*What to produce:* Reproduce every entry that follows word for word, but omit the images.

*Supplied records:*
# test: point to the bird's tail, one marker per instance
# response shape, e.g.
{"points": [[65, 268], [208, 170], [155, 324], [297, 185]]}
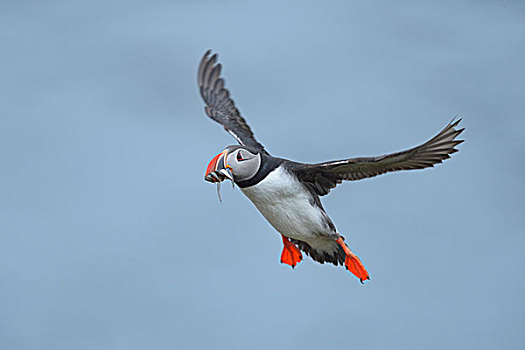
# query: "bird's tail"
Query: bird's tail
{"points": [[326, 249]]}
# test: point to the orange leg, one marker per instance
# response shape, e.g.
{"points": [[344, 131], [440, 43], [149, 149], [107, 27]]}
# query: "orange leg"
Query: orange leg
{"points": [[353, 263], [291, 255]]}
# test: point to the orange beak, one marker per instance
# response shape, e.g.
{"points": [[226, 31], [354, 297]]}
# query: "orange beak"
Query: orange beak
{"points": [[218, 170]]}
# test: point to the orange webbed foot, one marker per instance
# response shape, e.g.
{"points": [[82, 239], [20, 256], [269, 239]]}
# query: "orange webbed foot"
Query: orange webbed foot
{"points": [[353, 263], [291, 255]]}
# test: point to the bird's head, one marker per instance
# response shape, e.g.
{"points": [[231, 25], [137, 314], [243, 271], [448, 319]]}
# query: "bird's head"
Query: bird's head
{"points": [[236, 163]]}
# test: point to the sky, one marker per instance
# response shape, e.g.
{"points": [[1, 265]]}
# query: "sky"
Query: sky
{"points": [[111, 239]]}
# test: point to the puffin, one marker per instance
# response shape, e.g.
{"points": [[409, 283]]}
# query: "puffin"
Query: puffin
{"points": [[287, 193]]}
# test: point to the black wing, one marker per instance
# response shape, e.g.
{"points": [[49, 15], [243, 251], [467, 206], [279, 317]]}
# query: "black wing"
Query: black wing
{"points": [[219, 106], [323, 177]]}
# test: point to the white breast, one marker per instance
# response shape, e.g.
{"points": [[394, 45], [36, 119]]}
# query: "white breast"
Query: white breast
{"points": [[286, 204]]}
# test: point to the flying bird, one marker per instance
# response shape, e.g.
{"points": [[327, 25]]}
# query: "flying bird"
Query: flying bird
{"points": [[287, 192]]}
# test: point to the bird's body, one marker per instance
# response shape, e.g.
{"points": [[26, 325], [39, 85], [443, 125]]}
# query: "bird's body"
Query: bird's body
{"points": [[289, 207], [287, 193]]}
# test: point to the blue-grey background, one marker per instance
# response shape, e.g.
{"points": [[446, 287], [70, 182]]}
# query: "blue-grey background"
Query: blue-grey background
{"points": [[111, 239]]}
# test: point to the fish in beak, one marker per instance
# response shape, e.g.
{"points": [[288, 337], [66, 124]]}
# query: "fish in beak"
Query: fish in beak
{"points": [[218, 171]]}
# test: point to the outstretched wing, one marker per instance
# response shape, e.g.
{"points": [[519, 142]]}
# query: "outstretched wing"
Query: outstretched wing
{"points": [[323, 177], [219, 106]]}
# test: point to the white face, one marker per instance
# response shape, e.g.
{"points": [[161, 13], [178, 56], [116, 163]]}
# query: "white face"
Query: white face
{"points": [[244, 164]]}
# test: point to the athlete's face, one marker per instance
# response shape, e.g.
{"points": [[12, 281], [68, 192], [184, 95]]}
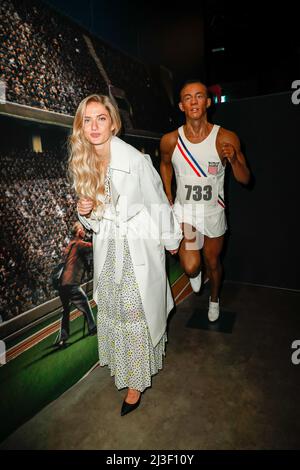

*Solved problem:*
# test: point to the bird's tail, one marker per instance
# response shape, e.g.
{"points": [[65, 268], [208, 170], [155, 324], [297, 185]]}
# query: "bird's tail"
Query: bird's tail
{"points": [[326, 249]]}
# test: point to the orange leg, one marker per instance
# response shape, e.g.
{"points": [[344, 131], [440, 43], [149, 149], [107, 27]]}
# query: "orange leg"
Query: orange leg
{"points": [[353, 263], [291, 255]]}
# test: point to the orange beak, one marker per instance
# response shape, e.g.
{"points": [[226, 31], [354, 297]]}
# query: "orange beak"
Query: orange beak
{"points": [[218, 170]]}
# test: point to the orange webbed foot, one marker per instance
# response shape, e.g.
{"points": [[82, 239], [20, 256], [269, 239]]}
# query: "orange webbed foot"
Query: orange webbed foot
{"points": [[353, 263], [291, 255]]}
# test: point to the bird's head, one marker per instance
# response shape, e.g.
{"points": [[231, 25], [137, 314], [243, 271], [448, 319]]}
# query: "bird's head"
Query: bird's head
{"points": [[236, 163]]}
# test: point to the sky, one marker per instance
# response shape, e.g.
{"points": [[1, 265]]}
# query: "sky"
Query: sky
{"points": [[111, 239]]}
# test: point to the puffin, one marker per instance
# response shape, e.g.
{"points": [[409, 283]]}
# query: "puffin"
Query: puffin
{"points": [[287, 193]]}
# test: point to the black wing, one marker per instance
# response shape, e.g.
{"points": [[49, 15], [243, 251], [467, 206], [279, 317]]}
# query: "black wing"
Query: black wing
{"points": [[219, 106], [323, 177]]}
# test: point to the white breast, one marker per instance
# response shape, e.g.
{"points": [[394, 45], [36, 119]]}
# query: "white breast"
Query: white breast
{"points": [[286, 204]]}
# test: point to the flying bird, one marker per instance
# response shape, e.g.
{"points": [[327, 25]]}
# query: "flying bird"
Query: flying bird
{"points": [[287, 192]]}
# test: point to the bird's body, one marker per instance
# response shape, e.g.
{"points": [[26, 325], [39, 85], [443, 125]]}
# query: "bird's body"
Query: bird's body
{"points": [[289, 207], [287, 193]]}
# test: point to the blue-grey background, one marker per instance
# response shape, e.g.
{"points": [[446, 287], [70, 182]]}
# query: "blue-grey background"
Query: blue-grey background
{"points": [[111, 239]]}
# test: point to the fish in beak, one marker per instance
# response shape, e.g.
{"points": [[288, 337], [66, 124]]}
# query: "fish in beak"
Query: fish in beak
{"points": [[218, 171]]}
# test: point to the outstretched wing, one marker per instance
# response shape, e.g.
{"points": [[519, 142]]}
# query: "outstretched wing"
Query: outstretched wing
{"points": [[323, 177], [219, 106]]}
# test: point to the white face, one marker per instance
# response shape, e.g.
{"points": [[161, 13], [178, 56], [116, 163]]}
# query: "white face"
Query: white face
{"points": [[244, 164]]}
# test: point to the athlete's face, one marker per instance
# response shape, e.g.
{"points": [[12, 281], [68, 192], [184, 95]]}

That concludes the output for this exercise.